== Set of tasks ==
1: In the passage on Iran, echo everything from "On the list" down to "increasingly doubtful prospect." without any changes.
2: Name every movement, group, or regime that the passage on Iran says Iran supported.

== Document segment ==

* * * * * * *

On the list of foreign policy headaches facing the Biden administration, Iran’s nuclear program ranks near the top. The Obama administration negotiated at least an interim solution to the problem, but went back to square one under the Trump White House. President Biden remains committed to restoring the previous agreement (the Joint Comprehensive Program of Action or JCPOA), but that is an increasingly doubtful prospect.

The enmity that pervades U.S.-Iranian relations is pervasive, but also artificial.  As late as the 1970s, relations with Iran under the Shah were close, even cordial.  The Nixon administration viewed Iran as an important security partner in the region.  Iran was also close to Israel.  That was not particularly surprising; Shiite Iran had tense relations with the Sunni Arab world — the same countries that were avowed enemies of Israel.  However, in 1979, the revolution led by Shiite clerics under Ayatollah Khomeini overthrew the Shah and Iran proclaimed that America, “the Great Satan,” was the enemy of the revolution.  “Death to America” became the battle cry in the Iranian streets.  Along the way, the U.S. Embassy in Tehran was seized by a mob and the embassy personnel taken hostage for 444 days.

Khomeini’s hostility reflected anger over U.S. support for the Shah, but also his ambition to remake the entire region into a reflection of the Iranian revolution.  Iran fought a debilitating war with Sunni-led Iraq and supported violent Shiite movements in Lebanon (Hezbollah), Yemen (Houthis), and, more recently, Shiite militias in Iraq, as well as the heterodox Assad regime in Syria — all adversaries of the United States.

For the United States and the outside world, the question has been whether this is real — or are the Iranians secretly building a weapons program? 

Beginning under the Shah, Iran has been determined to build a domestic nuclear energy industry.  The clerics eagerly embraced the Shah’s program.  Khomeini and his successor have stated repeatedly that Iran wants nuclear energy, not nuclear weapons.  For the United States and the outside world, the question has been whether this is real — or are the Iranians secretly building a weapons program?  The Netanyahu government in Israel stridently declared that Iran was indeed seeking nuclear weapons —and that Israel would “never” allow it to succeed.  Netanyahu’s position was not just rhetorical.  Israel mounted a relentless program of clandestine sabotage and assassination inside Iran designed to cripple the nuclear program.  There were a number of spectacular successes, but taken together, they could do no more than delay Iran’s efforts.  They might even backfire by convincing skeptical Iranians that nuclear weapons were, in fact, necessary to deter Israel.  Netanyahu’s solution to these problems was to convince the United States to attack Iran and destroy its nuclear infrastructure — on Israel’s behalf.

* * * * * * *

(Stored items)

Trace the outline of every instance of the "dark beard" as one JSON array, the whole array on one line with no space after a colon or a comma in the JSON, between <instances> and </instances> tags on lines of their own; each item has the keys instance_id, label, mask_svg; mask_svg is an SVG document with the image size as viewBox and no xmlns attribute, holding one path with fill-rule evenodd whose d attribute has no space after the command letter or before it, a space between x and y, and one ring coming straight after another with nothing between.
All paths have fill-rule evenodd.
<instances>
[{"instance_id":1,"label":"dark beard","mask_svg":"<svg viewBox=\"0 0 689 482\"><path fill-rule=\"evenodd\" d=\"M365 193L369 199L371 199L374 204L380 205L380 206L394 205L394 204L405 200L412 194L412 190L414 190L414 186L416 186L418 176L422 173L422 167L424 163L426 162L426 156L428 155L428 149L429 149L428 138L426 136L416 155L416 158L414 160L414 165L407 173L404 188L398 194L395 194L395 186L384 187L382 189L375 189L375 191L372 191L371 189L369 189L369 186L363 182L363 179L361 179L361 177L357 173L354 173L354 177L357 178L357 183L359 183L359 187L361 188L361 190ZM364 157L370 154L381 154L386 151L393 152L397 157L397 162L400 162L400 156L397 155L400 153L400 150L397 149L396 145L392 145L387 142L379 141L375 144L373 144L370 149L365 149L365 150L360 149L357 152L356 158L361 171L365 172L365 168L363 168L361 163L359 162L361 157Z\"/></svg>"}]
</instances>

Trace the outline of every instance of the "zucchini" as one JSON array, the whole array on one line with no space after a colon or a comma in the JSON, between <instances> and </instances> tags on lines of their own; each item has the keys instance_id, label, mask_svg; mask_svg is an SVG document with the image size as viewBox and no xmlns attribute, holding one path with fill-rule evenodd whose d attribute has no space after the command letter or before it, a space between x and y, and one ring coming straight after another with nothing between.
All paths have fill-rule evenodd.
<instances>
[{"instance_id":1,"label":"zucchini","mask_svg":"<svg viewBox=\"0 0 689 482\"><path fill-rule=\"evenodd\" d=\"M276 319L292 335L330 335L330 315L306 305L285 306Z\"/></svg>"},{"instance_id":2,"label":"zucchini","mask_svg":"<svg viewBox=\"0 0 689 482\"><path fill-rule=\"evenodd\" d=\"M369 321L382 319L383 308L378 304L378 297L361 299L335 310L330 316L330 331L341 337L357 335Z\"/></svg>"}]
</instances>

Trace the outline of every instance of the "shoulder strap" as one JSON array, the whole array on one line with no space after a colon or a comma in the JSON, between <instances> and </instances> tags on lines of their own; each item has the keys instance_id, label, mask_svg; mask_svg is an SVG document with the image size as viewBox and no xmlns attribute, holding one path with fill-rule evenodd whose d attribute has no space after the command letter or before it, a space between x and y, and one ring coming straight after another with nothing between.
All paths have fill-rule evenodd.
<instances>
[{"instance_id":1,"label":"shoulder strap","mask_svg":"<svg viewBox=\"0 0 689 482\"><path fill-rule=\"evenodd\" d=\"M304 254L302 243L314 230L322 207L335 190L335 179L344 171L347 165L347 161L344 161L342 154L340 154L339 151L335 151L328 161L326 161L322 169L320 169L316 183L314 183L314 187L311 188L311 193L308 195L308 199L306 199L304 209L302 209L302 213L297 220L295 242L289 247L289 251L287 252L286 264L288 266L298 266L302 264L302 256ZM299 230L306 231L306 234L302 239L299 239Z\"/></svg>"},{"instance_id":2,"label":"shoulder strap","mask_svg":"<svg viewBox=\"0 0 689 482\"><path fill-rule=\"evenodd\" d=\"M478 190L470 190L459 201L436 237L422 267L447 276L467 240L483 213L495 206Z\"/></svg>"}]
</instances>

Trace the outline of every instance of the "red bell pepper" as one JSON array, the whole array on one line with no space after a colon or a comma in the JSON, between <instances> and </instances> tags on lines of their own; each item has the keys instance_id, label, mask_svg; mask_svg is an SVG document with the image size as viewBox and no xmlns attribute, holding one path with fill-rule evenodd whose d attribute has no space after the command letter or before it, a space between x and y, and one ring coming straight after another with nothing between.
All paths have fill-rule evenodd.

* * * * * * *

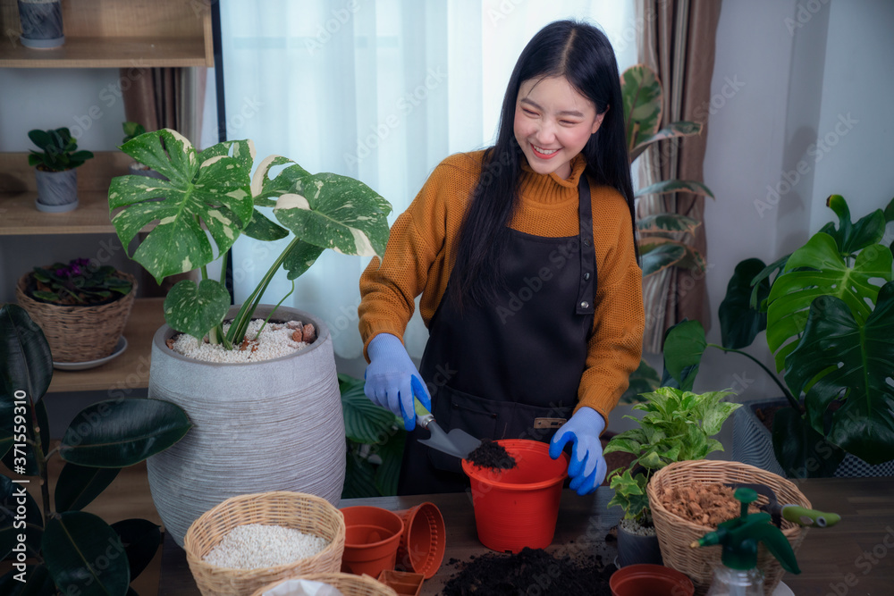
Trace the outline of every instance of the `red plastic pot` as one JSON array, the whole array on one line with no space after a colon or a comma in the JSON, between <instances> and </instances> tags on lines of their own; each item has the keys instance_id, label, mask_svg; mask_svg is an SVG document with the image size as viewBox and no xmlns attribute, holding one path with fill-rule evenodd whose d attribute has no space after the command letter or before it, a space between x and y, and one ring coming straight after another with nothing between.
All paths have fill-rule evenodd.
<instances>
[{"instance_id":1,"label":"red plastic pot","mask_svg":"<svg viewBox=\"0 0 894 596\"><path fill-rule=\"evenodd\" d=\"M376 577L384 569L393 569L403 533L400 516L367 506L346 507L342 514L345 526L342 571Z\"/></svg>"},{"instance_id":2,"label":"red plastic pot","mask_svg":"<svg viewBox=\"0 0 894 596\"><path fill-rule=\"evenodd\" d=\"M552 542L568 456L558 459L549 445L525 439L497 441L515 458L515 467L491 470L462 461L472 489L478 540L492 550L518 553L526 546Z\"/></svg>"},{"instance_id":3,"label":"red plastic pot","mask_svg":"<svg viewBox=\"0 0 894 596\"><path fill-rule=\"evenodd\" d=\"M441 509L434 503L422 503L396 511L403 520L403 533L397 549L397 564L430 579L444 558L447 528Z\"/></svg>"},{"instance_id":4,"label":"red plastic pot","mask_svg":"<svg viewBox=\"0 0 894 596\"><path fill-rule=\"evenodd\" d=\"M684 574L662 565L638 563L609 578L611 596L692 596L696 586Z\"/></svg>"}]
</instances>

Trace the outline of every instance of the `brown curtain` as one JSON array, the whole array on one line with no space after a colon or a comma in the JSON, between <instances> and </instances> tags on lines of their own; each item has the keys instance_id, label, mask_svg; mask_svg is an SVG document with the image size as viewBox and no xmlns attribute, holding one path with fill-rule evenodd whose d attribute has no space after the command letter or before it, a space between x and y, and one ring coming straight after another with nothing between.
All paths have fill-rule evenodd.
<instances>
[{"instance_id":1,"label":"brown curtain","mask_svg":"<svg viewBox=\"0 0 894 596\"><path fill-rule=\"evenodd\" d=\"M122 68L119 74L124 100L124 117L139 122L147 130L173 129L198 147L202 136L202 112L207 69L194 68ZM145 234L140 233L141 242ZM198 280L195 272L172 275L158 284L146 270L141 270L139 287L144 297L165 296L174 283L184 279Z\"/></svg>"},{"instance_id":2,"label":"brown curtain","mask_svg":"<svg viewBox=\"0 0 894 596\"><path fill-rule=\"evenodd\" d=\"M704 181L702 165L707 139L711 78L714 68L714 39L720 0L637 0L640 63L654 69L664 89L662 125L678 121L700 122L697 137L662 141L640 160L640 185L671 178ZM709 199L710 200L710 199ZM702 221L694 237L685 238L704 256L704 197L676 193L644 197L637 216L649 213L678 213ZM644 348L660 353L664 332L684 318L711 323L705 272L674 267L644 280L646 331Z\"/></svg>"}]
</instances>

* * * * * * *

== Set of answers ==
1:
On the list of foreign policy headaches facing the Biden administration, Iran’s nuclear program ranks near the top. The Obama administration negotiated at least an interim solution to the problem, but went back to square one under the Trump White House. President Biden remains committed to restoring the previous agreement (the Joint Comprehensive Program of Action or JCPOA), but that is an increasingly doubtful prospect.

2:
- Hezbollah in Lebanon
- The Houthis in Yemen
- Shiite militias in Iraq
- The Assad regime in Syria